PROBLEM DETAILS:
Below is a block of records; reproduce all of them exactly and leave out any pictures.

# # # # #

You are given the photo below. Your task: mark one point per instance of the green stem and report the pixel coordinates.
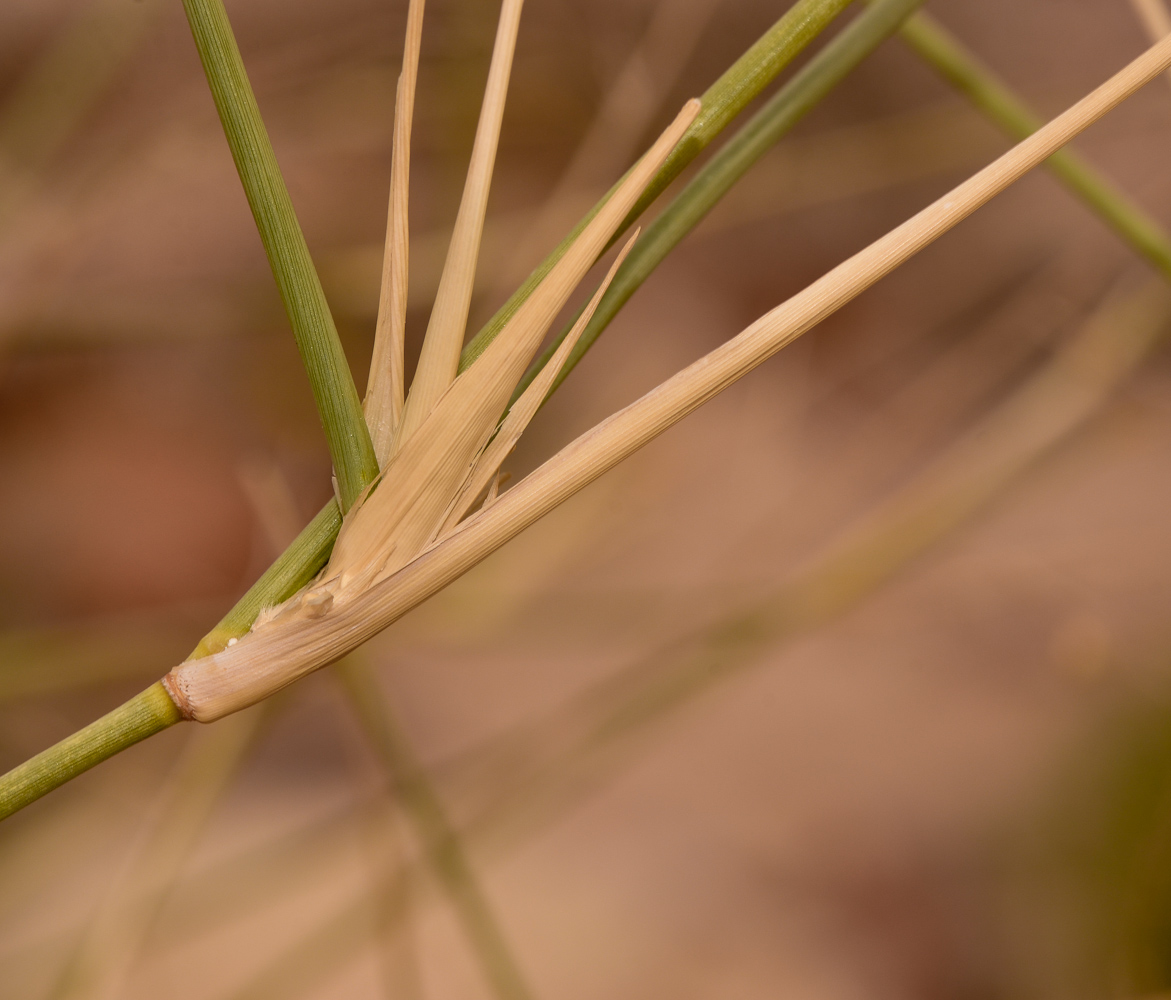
(143, 716)
(778, 117)
(723, 102)
(313, 326)
(444, 848)
(293, 569)
(977, 82)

# # # # #

CORRECT RESPONSE:
You are given the photo below. Your task: mark one point per instance of the green stem and report the pixel coordinates.
(143, 716)
(778, 117)
(723, 102)
(313, 326)
(444, 848)
(293, 569)
(977, 82)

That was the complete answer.